Copy out, in full, each line below that contains the word "window".
#### Working data ####
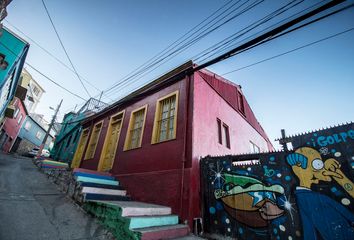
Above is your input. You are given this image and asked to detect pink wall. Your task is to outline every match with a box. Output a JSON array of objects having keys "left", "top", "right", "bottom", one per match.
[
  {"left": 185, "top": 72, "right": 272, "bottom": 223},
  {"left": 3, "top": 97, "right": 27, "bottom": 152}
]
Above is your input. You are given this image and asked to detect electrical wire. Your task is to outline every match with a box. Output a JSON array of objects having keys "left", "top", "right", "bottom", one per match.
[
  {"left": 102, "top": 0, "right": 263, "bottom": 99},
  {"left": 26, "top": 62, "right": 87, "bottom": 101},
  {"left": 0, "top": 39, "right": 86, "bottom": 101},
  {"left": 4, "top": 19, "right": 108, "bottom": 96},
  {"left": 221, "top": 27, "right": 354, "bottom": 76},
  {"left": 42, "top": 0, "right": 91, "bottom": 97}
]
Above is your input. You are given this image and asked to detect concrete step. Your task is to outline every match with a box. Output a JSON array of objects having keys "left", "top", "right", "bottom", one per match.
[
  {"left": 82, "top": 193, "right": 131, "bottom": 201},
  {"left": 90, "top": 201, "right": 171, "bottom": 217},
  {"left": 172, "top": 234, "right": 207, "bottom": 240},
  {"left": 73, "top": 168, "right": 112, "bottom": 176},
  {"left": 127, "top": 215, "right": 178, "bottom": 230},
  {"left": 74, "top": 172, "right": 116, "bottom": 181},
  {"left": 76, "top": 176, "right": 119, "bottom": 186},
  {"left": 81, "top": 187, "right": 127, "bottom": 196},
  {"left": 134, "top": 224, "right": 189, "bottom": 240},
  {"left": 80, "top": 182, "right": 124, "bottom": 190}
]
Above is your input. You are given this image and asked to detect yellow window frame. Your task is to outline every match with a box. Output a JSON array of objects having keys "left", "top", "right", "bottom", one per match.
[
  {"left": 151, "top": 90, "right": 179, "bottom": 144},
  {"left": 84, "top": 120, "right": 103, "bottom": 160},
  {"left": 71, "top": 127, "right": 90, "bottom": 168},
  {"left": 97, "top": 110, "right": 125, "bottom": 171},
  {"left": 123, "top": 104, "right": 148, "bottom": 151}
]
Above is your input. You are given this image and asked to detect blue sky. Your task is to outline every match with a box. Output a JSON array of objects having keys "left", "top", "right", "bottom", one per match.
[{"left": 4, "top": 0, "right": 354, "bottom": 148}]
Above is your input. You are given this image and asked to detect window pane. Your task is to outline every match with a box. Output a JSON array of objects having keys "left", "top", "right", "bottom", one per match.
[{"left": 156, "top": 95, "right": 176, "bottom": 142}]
####
#### Working data ####
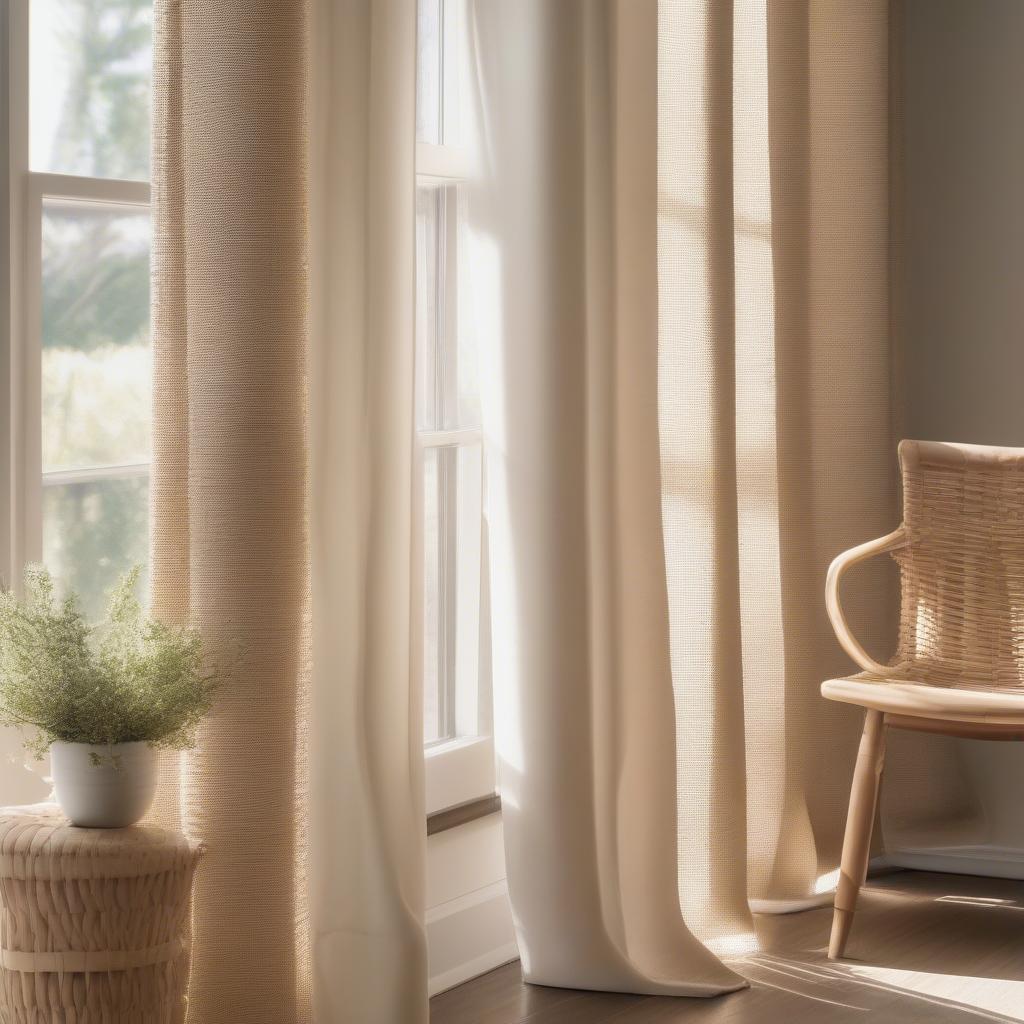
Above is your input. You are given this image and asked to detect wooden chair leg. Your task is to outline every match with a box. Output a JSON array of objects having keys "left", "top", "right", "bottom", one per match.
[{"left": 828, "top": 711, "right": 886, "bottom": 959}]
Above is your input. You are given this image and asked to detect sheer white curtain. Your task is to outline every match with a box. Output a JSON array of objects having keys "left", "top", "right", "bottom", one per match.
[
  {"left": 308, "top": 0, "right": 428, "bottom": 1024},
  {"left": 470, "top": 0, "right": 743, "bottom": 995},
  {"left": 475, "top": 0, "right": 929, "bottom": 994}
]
####
» **Answer to this problem**:
Above is your input. You are given this image and asked to detect yellow window frame. Your task is to outline every match with a box. Output a JSON array of objects having keys "left", "top", "right", "bottom", one per match.
Above is your input. You are given this image and asked to detect window pane. Your task is to outline every match with a box. Output a JSON array of objects having keys "left", "top", "right", "bottom", one per match.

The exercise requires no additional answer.